**Task requirements**
Given the records below, the lines starting at the line with "positive clicks: (315, 221)" and ending at the line with "box: [0, 68, 31, 151]" should be output exactly, both end lines kept and pictures left out.

**Working data**
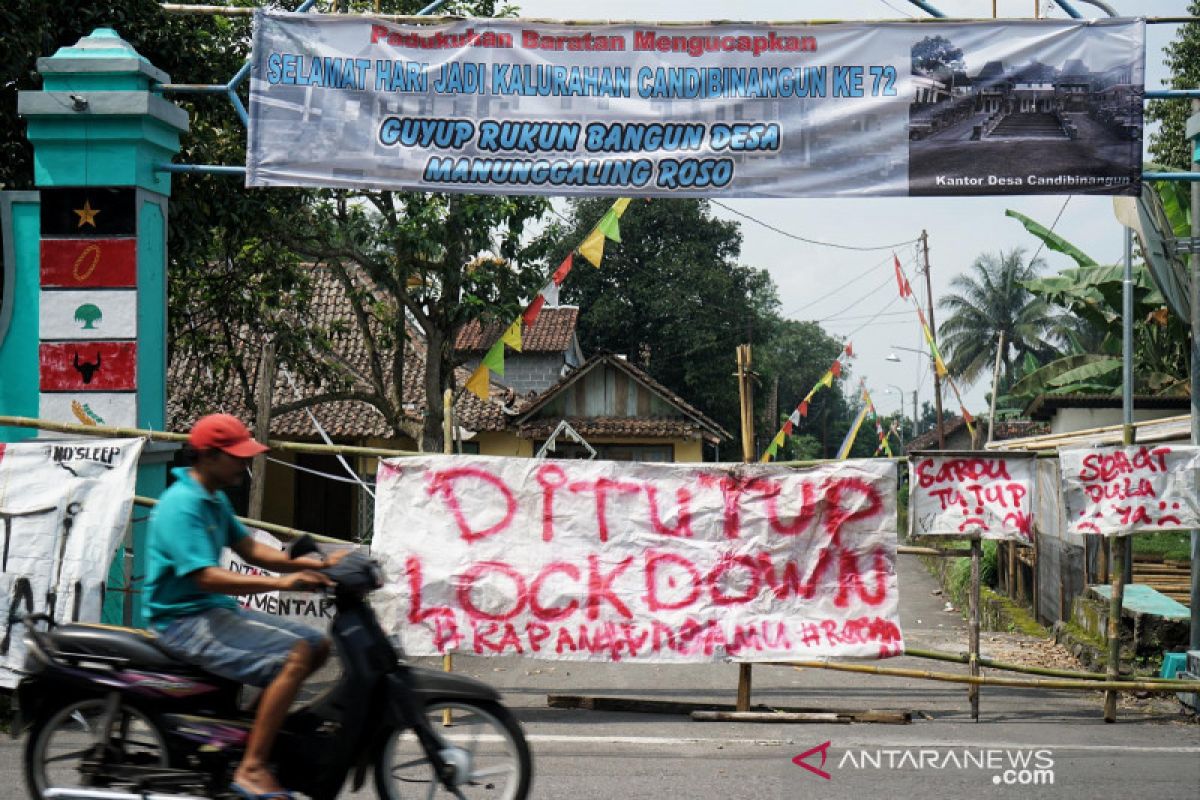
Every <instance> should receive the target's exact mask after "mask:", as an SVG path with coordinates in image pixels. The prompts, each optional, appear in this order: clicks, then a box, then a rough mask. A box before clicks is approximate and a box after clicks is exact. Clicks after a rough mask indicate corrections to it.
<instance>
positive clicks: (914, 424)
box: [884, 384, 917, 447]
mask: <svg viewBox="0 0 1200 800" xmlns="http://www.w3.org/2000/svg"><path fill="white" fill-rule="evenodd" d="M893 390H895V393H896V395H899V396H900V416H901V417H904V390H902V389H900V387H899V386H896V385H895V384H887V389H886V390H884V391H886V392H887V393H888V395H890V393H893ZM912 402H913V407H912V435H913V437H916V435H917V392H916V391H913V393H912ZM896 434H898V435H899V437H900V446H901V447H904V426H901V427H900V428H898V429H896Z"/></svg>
--
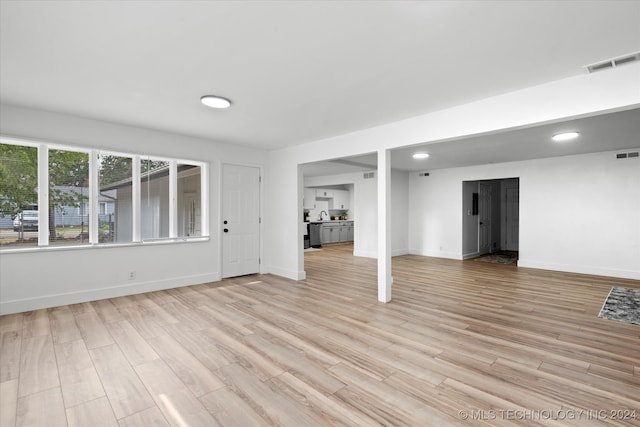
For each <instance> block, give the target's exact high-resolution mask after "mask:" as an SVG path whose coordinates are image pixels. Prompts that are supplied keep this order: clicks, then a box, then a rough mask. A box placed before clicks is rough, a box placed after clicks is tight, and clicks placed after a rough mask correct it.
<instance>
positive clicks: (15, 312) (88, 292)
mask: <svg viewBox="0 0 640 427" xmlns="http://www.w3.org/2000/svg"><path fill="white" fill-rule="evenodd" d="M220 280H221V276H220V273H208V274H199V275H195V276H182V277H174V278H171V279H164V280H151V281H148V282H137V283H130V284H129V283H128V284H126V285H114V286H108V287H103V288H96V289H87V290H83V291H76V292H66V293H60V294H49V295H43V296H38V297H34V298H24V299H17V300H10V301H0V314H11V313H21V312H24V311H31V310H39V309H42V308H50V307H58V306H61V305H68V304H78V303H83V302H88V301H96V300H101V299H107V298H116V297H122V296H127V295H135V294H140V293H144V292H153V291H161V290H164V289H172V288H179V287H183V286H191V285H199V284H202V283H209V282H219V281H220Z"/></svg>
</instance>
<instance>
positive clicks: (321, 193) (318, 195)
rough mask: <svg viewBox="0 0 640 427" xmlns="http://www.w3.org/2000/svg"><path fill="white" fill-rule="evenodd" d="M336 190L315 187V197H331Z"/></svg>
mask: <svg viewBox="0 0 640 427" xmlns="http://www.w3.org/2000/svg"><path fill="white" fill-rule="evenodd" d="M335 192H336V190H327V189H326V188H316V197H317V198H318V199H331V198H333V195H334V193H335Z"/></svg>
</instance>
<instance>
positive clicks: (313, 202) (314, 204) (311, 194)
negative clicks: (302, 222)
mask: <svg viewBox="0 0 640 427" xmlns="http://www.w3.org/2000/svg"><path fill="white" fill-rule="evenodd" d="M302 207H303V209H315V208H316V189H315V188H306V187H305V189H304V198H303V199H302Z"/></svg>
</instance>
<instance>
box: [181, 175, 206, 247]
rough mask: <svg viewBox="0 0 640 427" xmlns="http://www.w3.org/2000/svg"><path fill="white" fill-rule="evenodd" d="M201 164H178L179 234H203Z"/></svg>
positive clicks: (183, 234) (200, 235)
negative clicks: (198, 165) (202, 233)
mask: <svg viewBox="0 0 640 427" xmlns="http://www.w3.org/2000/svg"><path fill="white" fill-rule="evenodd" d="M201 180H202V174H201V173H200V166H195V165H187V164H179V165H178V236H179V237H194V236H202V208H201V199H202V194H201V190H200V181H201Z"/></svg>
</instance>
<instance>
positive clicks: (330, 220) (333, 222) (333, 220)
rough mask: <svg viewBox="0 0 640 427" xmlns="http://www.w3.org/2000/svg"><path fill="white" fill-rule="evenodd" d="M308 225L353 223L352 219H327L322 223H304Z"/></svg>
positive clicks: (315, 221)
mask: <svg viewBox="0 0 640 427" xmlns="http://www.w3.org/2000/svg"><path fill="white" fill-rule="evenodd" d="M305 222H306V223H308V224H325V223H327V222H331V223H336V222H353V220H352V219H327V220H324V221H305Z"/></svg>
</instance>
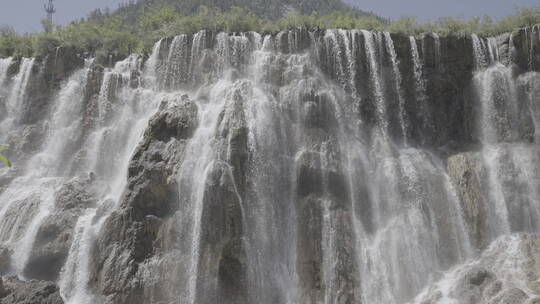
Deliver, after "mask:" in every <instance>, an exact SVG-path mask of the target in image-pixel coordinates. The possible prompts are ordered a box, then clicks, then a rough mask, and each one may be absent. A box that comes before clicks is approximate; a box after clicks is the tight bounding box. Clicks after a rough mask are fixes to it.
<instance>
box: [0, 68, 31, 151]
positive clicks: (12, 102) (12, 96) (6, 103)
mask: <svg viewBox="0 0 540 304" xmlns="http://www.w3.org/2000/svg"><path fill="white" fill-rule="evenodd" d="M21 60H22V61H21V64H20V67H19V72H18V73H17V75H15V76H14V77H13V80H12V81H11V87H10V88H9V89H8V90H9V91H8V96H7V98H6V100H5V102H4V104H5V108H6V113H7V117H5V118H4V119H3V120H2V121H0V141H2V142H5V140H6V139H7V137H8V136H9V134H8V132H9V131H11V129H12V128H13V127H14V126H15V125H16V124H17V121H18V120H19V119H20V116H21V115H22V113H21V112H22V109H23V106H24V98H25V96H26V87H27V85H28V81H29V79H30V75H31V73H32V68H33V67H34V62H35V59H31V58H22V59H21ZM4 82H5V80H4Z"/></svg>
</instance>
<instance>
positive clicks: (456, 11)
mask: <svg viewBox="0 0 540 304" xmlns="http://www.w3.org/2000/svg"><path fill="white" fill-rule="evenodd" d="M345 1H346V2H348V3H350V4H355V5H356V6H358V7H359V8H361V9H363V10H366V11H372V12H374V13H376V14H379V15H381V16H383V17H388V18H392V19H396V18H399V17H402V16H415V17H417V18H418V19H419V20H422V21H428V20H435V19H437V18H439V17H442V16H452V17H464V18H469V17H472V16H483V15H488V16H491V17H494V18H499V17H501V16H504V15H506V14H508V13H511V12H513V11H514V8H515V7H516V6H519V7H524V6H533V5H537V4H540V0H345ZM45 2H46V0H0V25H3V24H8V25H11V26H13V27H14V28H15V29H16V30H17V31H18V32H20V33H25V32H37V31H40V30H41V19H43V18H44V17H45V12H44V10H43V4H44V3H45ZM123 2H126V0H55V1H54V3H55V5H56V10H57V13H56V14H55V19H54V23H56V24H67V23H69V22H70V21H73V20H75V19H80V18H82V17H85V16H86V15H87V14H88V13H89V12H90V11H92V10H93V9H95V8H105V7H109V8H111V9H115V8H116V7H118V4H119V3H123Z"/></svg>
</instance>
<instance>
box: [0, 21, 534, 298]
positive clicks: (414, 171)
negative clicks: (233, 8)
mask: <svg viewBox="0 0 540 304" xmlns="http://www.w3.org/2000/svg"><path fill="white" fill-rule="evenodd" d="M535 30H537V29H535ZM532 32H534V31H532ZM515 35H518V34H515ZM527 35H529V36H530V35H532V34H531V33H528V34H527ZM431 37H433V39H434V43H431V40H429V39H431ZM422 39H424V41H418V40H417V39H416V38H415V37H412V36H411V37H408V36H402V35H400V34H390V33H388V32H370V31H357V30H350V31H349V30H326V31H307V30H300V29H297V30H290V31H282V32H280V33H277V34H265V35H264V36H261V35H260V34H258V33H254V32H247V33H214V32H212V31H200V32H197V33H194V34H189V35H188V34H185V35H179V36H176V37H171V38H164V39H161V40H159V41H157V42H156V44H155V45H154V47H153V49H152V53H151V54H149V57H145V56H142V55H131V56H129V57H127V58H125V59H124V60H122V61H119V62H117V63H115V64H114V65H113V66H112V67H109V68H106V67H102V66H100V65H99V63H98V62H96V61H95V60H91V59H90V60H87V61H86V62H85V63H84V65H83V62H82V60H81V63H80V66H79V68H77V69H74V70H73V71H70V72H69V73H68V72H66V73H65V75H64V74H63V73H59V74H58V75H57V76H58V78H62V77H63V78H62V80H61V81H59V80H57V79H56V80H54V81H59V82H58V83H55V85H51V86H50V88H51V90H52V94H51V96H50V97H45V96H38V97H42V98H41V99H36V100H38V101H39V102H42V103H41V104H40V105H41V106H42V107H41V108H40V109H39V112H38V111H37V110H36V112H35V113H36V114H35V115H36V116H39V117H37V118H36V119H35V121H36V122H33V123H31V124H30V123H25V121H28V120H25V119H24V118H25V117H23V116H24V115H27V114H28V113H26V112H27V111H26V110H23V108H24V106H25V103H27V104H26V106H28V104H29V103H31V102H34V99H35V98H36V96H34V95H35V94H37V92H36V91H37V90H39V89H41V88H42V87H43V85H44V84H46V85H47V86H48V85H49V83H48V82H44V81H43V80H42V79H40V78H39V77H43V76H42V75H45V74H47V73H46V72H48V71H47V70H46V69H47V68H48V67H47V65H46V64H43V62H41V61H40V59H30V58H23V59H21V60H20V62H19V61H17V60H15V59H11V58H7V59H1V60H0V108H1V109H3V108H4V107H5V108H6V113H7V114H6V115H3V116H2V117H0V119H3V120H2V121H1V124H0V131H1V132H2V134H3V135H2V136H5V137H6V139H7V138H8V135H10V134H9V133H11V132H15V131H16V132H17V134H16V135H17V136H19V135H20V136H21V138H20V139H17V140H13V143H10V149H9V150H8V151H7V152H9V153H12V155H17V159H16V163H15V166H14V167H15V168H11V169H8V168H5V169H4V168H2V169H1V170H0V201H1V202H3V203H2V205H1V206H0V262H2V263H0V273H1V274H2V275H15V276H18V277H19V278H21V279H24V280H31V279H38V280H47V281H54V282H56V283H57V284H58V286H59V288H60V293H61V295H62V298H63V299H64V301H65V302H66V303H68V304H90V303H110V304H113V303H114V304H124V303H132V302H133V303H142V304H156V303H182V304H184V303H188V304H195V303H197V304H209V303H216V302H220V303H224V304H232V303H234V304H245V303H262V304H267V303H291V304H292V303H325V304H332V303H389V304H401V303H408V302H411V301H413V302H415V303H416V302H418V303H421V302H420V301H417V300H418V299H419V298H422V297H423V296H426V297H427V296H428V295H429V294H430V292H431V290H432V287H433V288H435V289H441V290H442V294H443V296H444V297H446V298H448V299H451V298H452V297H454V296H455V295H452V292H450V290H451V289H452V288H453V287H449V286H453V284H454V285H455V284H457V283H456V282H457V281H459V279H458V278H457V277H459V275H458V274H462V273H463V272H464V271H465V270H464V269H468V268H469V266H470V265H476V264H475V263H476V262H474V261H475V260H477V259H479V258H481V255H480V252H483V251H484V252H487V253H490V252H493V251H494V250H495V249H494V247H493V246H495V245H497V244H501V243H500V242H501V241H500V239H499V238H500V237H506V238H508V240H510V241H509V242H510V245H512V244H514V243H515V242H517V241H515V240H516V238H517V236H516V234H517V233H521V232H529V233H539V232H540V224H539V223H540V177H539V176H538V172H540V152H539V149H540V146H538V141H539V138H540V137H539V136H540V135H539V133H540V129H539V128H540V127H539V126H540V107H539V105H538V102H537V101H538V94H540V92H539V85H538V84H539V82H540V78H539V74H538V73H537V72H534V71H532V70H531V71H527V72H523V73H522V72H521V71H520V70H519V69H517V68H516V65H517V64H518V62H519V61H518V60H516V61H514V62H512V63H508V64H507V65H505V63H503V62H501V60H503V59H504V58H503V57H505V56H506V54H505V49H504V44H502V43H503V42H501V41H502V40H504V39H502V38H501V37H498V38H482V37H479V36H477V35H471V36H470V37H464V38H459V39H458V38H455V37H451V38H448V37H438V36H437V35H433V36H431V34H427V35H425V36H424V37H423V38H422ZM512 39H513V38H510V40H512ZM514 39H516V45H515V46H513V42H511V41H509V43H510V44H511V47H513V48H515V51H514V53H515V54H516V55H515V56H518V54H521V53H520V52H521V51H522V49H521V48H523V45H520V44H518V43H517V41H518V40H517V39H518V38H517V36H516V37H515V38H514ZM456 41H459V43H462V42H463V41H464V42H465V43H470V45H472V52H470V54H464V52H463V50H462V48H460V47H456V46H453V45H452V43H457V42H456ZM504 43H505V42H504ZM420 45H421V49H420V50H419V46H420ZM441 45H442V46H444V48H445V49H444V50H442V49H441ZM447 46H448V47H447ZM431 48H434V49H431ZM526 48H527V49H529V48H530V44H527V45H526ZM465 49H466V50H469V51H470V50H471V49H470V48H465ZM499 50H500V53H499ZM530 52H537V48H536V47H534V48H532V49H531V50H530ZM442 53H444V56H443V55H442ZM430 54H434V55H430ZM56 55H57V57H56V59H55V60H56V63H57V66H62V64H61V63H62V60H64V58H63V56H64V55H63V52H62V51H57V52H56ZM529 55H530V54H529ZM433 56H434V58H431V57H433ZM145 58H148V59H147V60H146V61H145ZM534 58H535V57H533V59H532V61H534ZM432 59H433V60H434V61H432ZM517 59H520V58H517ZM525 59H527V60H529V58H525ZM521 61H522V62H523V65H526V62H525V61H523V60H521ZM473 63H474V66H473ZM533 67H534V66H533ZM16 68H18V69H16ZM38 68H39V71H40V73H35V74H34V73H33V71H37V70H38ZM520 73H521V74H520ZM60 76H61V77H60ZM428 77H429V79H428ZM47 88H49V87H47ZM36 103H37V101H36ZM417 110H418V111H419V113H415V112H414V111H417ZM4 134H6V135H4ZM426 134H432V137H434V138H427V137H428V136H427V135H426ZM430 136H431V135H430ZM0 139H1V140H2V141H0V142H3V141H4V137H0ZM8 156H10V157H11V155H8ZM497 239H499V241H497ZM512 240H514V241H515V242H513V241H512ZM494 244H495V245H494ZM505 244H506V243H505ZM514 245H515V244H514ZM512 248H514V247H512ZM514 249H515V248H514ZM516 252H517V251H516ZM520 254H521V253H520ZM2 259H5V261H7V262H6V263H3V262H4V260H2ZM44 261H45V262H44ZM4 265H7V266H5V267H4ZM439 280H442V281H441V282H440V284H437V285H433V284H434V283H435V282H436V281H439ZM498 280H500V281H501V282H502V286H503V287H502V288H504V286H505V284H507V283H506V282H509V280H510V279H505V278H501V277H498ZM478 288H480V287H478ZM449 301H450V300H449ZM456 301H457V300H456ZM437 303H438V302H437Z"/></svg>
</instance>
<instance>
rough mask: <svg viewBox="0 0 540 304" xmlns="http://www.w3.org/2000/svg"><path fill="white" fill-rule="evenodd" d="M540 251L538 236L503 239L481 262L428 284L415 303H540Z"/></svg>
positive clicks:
--
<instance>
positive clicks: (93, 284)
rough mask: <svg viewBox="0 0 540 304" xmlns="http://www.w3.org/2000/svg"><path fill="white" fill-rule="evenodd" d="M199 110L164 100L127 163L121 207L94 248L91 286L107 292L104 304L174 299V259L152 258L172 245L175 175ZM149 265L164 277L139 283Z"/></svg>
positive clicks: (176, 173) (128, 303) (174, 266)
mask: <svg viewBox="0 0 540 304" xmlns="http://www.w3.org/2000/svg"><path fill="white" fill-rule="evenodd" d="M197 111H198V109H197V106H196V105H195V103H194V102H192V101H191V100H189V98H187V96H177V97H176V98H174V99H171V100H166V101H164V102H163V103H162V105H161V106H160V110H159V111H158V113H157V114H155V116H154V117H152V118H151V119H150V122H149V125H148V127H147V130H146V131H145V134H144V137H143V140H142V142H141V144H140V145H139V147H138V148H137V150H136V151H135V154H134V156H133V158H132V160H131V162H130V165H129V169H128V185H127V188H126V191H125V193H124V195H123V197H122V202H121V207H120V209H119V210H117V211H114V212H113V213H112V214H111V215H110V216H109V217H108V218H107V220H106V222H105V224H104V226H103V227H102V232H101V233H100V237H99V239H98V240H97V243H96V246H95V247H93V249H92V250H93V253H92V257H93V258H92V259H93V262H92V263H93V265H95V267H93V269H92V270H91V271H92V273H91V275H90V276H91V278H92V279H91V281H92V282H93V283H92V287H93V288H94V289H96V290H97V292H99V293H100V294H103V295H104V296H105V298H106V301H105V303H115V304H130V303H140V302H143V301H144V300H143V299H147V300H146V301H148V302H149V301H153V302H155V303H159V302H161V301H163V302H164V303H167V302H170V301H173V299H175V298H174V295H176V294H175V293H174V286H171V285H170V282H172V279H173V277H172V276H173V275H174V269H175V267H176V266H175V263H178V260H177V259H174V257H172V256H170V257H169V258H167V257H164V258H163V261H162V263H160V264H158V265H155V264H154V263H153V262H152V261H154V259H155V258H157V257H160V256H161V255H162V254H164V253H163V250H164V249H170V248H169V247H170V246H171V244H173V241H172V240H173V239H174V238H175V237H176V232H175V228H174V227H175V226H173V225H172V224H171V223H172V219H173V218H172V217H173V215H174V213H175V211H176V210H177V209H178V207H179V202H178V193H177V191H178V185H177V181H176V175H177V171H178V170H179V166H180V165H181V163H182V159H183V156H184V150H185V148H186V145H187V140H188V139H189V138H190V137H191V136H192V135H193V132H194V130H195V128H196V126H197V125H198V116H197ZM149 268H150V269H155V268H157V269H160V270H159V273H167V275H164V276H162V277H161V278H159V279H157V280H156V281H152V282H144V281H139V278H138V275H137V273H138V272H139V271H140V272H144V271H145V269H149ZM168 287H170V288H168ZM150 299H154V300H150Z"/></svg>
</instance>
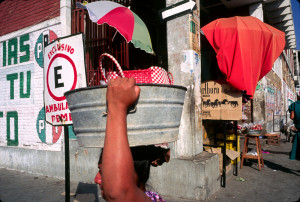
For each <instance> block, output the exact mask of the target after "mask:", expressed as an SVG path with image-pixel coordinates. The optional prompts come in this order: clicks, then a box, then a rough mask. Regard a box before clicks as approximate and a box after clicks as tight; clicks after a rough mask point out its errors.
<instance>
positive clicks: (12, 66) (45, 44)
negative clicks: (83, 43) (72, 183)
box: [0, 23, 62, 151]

**Task answer**
positive clicks: (315, 221)
mask: <svg viewBox="0 0 640 427" xmlns="http://www.w3.org/2000/svg"><path fill="white" fill-rule="evenodd" d="M305 222H306V223H308V224H325V223H327V222H331V223H336V222H353V220H352V219H327V220H324V221H305Z"/></svg>
</instance>
Deliver, after "mask:" in every <instance>, an exact SVG-path mask of the target in image-pixel coordinates. The possible prompts are ordered a box, then clicks, then a rough mask, and each one may be absent. A box that comes before clicks is approximate; a box after clicks is the tight bounding box. Clicks after a rough mask are fixes to it.
<instance>
box: [0, 68, 31, 151]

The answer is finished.